======== MATERIAL PROVIDED

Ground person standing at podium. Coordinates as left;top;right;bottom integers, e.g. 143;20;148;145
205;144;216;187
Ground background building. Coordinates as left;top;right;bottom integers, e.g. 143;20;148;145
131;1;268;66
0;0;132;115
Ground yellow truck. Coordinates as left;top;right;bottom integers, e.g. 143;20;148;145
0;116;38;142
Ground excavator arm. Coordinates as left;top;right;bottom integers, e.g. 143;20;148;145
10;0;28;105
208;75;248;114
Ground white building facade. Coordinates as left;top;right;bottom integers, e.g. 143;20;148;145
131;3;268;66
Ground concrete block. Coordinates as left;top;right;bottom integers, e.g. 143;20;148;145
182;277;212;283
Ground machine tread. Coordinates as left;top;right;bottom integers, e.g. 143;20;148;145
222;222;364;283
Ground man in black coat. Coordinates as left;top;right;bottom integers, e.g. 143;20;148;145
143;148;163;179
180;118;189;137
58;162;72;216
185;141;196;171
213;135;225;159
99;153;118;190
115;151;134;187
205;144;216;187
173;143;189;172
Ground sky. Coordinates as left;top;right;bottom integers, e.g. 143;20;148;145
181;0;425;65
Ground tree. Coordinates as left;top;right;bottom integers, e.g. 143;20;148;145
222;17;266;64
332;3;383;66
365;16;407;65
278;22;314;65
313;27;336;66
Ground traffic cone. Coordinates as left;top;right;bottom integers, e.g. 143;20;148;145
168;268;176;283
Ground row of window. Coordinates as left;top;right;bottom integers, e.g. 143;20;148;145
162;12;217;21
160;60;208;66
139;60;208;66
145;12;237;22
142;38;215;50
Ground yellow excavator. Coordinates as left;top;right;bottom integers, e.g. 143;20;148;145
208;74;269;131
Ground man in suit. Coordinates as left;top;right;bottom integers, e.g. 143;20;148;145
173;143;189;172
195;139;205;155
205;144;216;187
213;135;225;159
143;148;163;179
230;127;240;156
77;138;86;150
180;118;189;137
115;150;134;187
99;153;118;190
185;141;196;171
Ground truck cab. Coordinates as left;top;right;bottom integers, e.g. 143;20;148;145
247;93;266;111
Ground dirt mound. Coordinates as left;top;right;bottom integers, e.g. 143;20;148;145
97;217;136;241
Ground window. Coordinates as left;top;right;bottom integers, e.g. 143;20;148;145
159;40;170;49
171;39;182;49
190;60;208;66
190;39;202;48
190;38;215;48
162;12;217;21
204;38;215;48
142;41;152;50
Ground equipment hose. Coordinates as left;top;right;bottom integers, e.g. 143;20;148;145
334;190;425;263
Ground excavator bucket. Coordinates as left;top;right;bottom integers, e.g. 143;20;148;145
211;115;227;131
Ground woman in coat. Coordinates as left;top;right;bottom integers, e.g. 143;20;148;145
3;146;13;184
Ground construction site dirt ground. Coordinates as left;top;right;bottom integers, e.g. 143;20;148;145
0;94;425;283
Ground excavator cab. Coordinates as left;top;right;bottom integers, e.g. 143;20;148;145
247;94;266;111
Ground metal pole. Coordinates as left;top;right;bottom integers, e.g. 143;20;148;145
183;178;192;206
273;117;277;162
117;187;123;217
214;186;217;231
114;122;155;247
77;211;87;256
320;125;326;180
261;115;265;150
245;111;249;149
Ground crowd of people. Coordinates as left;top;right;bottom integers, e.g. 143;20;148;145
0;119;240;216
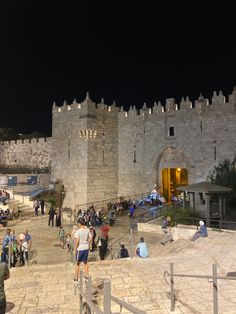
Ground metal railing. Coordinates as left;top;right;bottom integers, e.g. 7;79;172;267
164;263;236;314
78;271;145;314
73;192;148;222
134;206;160;223
109;228;134;259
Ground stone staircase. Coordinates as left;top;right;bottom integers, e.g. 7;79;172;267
2;202;236;314
5;226;236;314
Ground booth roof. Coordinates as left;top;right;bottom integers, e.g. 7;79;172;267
176;182;232;193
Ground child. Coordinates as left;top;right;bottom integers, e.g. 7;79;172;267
58;226;65;249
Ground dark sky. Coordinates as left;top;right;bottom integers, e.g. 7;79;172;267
0;0;236;135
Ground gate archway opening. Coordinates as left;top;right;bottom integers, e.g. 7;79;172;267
162;168;188;202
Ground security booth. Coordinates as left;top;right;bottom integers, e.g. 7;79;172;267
176;182;232;227
27;176;38;185
7;176;17;186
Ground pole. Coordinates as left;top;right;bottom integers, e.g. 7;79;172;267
103;279;111;314
212;264;218;314
170;263;175;312
79;271;83;314
130;228;134;258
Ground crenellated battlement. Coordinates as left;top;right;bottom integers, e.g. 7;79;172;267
118;87;236;121
52;92;120;115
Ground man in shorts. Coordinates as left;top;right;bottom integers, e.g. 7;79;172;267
74;218;92;284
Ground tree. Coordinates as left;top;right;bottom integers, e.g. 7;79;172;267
208;156;236;210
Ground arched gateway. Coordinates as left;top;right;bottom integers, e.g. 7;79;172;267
155;147;191;201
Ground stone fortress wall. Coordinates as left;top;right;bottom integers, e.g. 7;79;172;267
0;137;52;169
0;88;236;208
52;94;119;207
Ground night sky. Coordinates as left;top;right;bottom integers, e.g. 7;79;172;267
0;0;236;135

================

DIRECTION
Repeat the listing above word for word, leaving out the pictures.

COMPLETE OUTPUT
Ground person standing at podium. Coordinates as left;top;right;bottom integers, e.g. 143;20;148;145
205;144;216;187
Ground background building. Coordinates as left;top;right;bottom integers, e.g. 143;20;148;145
131;1;268;66
0;0;132;115
Ground yellow truck. Coordinates as left;top;right;bottom integers, e.g. 143;20;148;145
0;116;38;142
Ground excavator arm. Coordinates as left;top;right;bottom integers, e.g. 143;20;148;145
10;0;28;105
208;75;248;114
Ground white building facade. Coordinates as left;top;right;bottom integers, e.g. 143;20;148;145
131;3;268;66
Ground concrete block. Coordinates as left;top;right;bottom integers, e.g. 143;20;148;145
182;277;212;283
Ground machine tread. Coordinates as left;top;right;bottom integers, e.g. 143;20;148;145
222;222;364;283
Ground man in black coat. Coordinates as left;top;right;bottom integers, e.g. 143;20;148;145
143;148;163;179
180;118;189;137
58;162;72;216
185;141;196;171
213;135;225;159
99;153;118;190
115;151;134;187
205;144;216;187
173;143;189;172
Ground sky. Coordinates as left;top;right;bottom integers, e.g. 143;20;148;145
181;0;425;65
Ground tree. Coordinates as left;top;right;bottom integers, e.g. 143;20;148;145
222;17;266;64
332;3;383;66
365;16;407;65
278;22;314;65
313;27;336;66
Ground traffic cone. Coordinates as left;top;right;bottom integers, e.g. 143;20;148;145
168;268;176;283
Ground row of window. Coordinates as left;top;right;bottom integers, e.g. 143;20;148;145
162;12;217;21
160;60;208;66
139;60;208;66
145;12;237;22
142;38;215;50
Ground yellow excavator. Coordinates as left;top;right;bottom integers, e.g. 143;20;148;145
208;74;269;131
Ground man in suit. Coordinates as left;top;right;bottom integers, e.g. 143;20;148;145
173;143;189;172
195;139;205;155
205;144;216;187
213;135;225;159
143;148;163;179
230;127;240;156
77;138;86;150
180;118;189;137
115;150;134;187
99;153;118;190
185;141;196;171
Ground truck cab. Coordinates as left;top;right;bottom integers, e.g. 143;20;148;145
247;93;266;111
Ground dirt mound. Coordinates as left;top;right;bottom integers, e.g. 143;20;148;145
97;217;136;241
Ground window. Coordinates as left;top;right;bottom integers, e.g. 143;20;148;145
159;40;170;49
171;39;182;49
190;60;208;66
190;39;202;48
190;38;215;48
162;12;217;21
204;38;215;48
142;41;152;50
Ground equipment hose. Coordinates as left;top;right;bottom integers, e.g. 143;20;148;145
334;190;425;263
Ground excavator bucket. Coordinates as left;top;right;bottom integers, e.g. 143;20;148;145
211;115;227;131
Ground woman in coat. Coordinates as left;top;right;bottom integers, e.g. 143;20;148;145
3;146;13;184
Ground construction site dirt ground. Coordinates as left;top;right;bottom integers, e.g. 143;20;148;145
0;94;425;283
Ground excavator cab. Coordinates as left;top;right;bottom integers, e.g. 143;20;148;145
247;94;266;111
Ground metal pole. Coordinates as left;top;right;bottom integers, e.g. 143;20;148;145
183;178;192;206
273;117;277;162
117;187;123;217
214;186;217;231
114;122;155;247
77;211;87;256
320;125;326;180
261;115;265;150
245;111;249;149
Ground crowd of people. Coordinates as left;top;right;bottom integers, e.g. 143;20;148;145
0;119;240;216
Ground metal railing. Coordinates as left;top;right;bottom integers, e.g. 7;79;172;267
164;263;236;314
78;271;145;314
73;192;148;222
134;206;160;223
109;228;134;259
Ground stone staircase. Coordinates as left;top;right;bottom integers, e.g. 7;79;172;267
2;202;236;314
5;226;236;314
Ground booth roof. Coordinates as left;top;right;bottom integers, e.g. 7;79;172;267
176;182;232;193
Ground child. Coordinates as left;top;right;bottom integers, e.g. 7;79;172;267
58;226;65;249
Ground dark sky. Coordinates as left;top;right;bottom integers, e.g. 7;79;172;267
0;0;236;135
Ground gate archway opening. Coordinates as left;top;right;bottom integers, e.g. 7;79;172;267
162;168;188;202
Ground security booth. Coordinates as left;top;right;bottom integers, e.g. 7;79;172;267
176;182;232;227
27;176;38;185
7;176;17;186
Ground pole. Coordinates as left;top;right;bottom integers, e.g. 7;79;172;267
103;279;111;314
212;264;218;314
170;263;175;312
79;271;83;314
130;228;134;258
Ground crenellated battlement. Coordinates as left;top;right;bottom integers, e.g. 7;79;172;267
118;87;236;121
52;92;120;115
Ground man in shorts. Coordinates as left;top;right;bottom integers, e.g. 7;79;172;267
74;218;92;284
Ground tree. Coordinates as left;top;right;bottom integers, e.g. 7;79;172;267
208;156;236;210
Ground arched gateway. Coordinates as left;top;right;bottom integers, e.g. 7;79;172;267
155;147;191;201
Ground stone fortress wall. Coordinates as left;top;right;bottom integers, e.g. 7;79;172;267
0;137;52;169
0;88;236;208
52;94;119;207
Ground night sky. Coordinates as left;top;right;bottom integers, e.g. 7;79;172;267
0;0;236;135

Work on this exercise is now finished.